→ **Texto para análise**
★ ★ ★ ★ ★

O entendimento é formado com base no que dispõe o artigo 206, §2º, do Código Civil, pois: “Em dois anos, a pretensão para haver prestações alimentares, a partir da data em que se vencerem”, prescreverá, perdendo-se, nesse decurso de tempo, a pretensão do direito ao recebimento das parcelas alimentares.
Desta forma, a prescrição atingirá unicamente as parcelas fixadas ou convencionadas da verba alimentar, porque a Lei estabelece somente o prazo prescricional de 02 (dois) anos para pleitear em juízo o crédito advindo da prestação alimentar fixada judicialmente, e não o direito de pleitear a pensão alimentícia, vez que imprescritível.
A impenhorabilidade das prestações alimentícias decorre do caráter de referido benefício, vez que, ele se estabelece em prol da sobrevivência de quem os recebe, sendo impedido, portanto, a constrição dos créditos alimentares presentes e pretéritos.

★ ★ ★ ★ ★

Registros de dados salvos
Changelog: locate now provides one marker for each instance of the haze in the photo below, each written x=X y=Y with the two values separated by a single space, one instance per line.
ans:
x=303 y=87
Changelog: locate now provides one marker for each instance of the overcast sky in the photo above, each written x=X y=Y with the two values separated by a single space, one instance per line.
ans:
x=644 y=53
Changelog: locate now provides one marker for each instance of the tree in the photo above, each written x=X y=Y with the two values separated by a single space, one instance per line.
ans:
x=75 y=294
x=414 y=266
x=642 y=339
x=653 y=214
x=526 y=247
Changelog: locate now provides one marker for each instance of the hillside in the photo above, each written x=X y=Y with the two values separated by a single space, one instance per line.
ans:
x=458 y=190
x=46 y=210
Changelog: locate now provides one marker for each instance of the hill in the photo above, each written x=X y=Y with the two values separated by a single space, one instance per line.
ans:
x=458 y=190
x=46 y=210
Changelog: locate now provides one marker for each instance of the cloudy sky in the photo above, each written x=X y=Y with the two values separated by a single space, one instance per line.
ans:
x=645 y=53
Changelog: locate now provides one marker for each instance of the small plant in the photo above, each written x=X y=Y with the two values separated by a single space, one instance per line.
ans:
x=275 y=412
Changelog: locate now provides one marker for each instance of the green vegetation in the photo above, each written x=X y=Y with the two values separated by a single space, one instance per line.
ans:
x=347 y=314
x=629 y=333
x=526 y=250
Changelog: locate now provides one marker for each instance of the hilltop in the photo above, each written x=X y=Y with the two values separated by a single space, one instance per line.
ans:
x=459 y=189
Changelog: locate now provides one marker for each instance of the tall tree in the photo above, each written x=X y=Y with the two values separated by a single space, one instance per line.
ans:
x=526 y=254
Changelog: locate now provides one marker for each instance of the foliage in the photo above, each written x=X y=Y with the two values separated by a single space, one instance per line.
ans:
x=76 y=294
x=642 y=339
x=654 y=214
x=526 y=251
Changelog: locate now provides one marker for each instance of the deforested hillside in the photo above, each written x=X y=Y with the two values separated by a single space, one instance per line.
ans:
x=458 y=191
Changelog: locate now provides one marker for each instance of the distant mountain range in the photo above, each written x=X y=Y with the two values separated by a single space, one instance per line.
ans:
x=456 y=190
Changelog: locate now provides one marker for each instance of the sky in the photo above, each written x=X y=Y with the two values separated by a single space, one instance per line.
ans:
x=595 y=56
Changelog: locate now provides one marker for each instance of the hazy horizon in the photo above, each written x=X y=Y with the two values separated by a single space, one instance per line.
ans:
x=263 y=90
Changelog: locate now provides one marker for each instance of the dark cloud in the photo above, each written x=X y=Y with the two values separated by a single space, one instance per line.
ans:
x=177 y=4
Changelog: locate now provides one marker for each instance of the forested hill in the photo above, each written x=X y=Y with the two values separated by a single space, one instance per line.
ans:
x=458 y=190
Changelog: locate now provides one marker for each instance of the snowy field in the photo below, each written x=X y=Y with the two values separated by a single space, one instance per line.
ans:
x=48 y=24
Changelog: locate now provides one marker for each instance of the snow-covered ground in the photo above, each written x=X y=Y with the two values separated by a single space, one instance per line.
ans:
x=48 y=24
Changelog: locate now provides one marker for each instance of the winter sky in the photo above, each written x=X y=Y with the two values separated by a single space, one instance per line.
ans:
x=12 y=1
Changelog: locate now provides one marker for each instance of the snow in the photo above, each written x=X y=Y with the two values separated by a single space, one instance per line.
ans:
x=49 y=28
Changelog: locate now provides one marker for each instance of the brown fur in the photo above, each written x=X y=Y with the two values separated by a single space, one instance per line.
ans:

★ ★ ★ ★ ★

→ **Tarefa 1**
Indique se cada afirmação abaixo está de acordo com o texto sobre prestações alimentares, respondendo sim ou não e citando literalmente o trecho que decide. (a) A pretensão para haver prestações alimentares prescreve em dois anos. (b) O direito de pleitear a pensão alimentícia também prescreve em dois anos. (c) Os créditos alimentares pretéritos podem sofrer constrição.
→ **Tarefa 2**
Com base no texto sobre prestações alimentares, responda:
(a) Qual dispositivo do Código Civil fundamenta o entendimento?
(b) A partir de quando corre o prazo de dois anos?
(c) Em prol de quê se estabelece o benefício alimentar?

→ **Resposta do exercício 1**
(a) Sim: "Em dois anos, a pretensão para haver prestações alimentares, a partir da data em que se vencerem"
(b) Não: "e não o direito de pleitear a pensão alimentícia, vez que imprescritível"
(c) Não: "sendo impedido, portanto, a constrição dos créditos alimentares presentes e pretéritos"

→ **Resposta do exercício 2**
(a) O artigo 206, §2º.
(b) A partir da data em que as prestações se vencerem.
(c) Em prol da sobrevivência de quem os recebe.